Which lines in the rows below contain the string "kitten"? Find each one and copy it, treating case as significant.
+++ ITEMS +++
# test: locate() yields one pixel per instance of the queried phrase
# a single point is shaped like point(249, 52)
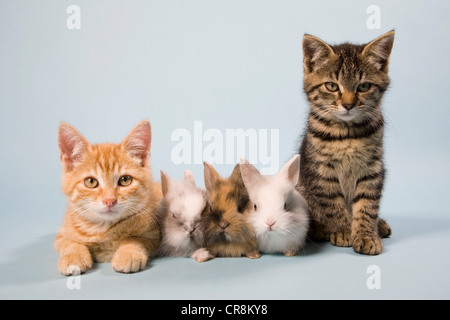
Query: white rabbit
point(180, 214)
point(279, 213)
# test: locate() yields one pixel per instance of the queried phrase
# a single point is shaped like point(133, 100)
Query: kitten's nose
point(109, 202)
point(348, 106)
point(224, 224)
point(270, 224)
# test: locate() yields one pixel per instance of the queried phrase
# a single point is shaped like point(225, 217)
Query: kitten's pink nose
point(224, 224)
point(109, 202)
point(270, 224)
point(348, 106)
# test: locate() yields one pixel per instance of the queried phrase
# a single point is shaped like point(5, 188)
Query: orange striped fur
point(110, 222)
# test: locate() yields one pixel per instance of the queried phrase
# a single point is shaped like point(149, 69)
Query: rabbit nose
point(224, 224)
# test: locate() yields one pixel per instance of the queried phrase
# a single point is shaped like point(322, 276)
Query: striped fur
point(129, 232)
point(341, 168)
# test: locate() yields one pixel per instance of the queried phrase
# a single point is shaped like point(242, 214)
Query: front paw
point(74, 264)
point(202, 255)
point(341, 238)
point(129, 259)
point(367, 244)
point(384, 230)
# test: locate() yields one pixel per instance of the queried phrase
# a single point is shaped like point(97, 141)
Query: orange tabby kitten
point(112, 202)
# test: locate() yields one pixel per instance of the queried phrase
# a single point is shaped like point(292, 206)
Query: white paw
point(202, 255)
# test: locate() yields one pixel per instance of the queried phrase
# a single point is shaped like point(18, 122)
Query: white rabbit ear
point(250, 176)
point(290, 170)
point(189, 177)
point(165, 181)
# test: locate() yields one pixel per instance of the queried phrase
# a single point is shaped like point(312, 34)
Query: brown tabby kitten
point(341, 167)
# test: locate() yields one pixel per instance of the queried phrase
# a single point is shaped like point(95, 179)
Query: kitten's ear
point(137, 143)
point(72, 146)
point(379, 50)
point(189, 177)
point(210, 175)
point(250, 176)
point(290, 171)
point(315, 53)
point(165, 180)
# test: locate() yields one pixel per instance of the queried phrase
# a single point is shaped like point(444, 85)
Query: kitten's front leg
point(131, 256)
point(75, 257)
point(365, 235)
point(332, 211)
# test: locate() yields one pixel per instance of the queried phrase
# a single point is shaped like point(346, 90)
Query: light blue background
point(230, 64)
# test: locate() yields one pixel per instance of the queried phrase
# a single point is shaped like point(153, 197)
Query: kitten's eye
point(331, 86)
point(125, 180)
point(363, 87)
point(91, 182)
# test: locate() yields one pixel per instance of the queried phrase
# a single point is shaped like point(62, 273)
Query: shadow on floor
point(33, 263)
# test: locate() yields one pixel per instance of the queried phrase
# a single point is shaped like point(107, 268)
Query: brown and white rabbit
point(180, 213)
point(226, 229)
point(279, 213)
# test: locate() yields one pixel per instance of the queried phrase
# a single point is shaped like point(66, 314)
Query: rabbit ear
point(165, 181)
point(210, 175)
point(290, 170)
point(236, 174)
point(189, 177)
point(243, 161)
point(250, 176)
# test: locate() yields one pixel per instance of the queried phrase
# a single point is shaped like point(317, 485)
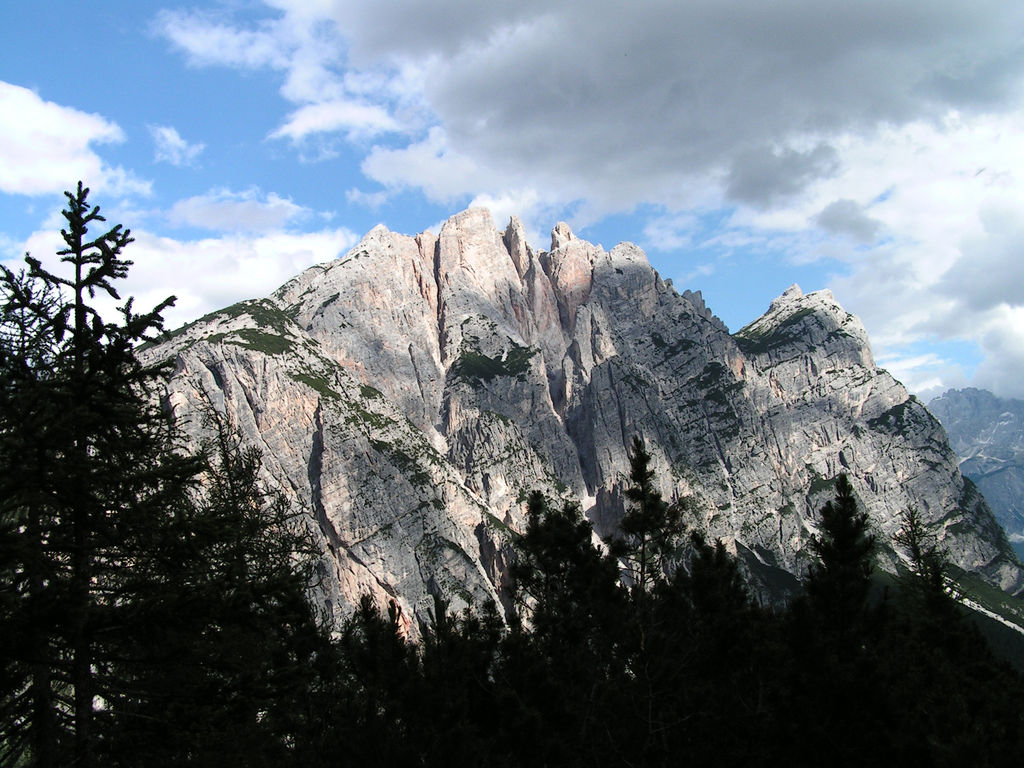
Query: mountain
point(987, 432)
point(409, 395)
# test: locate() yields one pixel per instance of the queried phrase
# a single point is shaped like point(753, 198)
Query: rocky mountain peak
point(409, 395)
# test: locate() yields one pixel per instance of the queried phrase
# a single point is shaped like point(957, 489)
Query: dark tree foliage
point(153, 602)
point(154, 607)
point(85, 464)
point(563, 662)
point(839, 583)
point(651, 527)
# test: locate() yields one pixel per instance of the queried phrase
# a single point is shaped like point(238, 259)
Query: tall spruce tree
point(85, 459)
point(153, 602)
point(651, 527)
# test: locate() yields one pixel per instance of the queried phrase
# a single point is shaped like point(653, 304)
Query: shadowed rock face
+++
» **TASK RESPONSE**
Query: kitten's nose
Query: kitten's pink nose
Query: orange tabby kitten
Query: brown tabby kitten
Query: kitten's ear
Query: kitten's front leg
Query: kitten's eye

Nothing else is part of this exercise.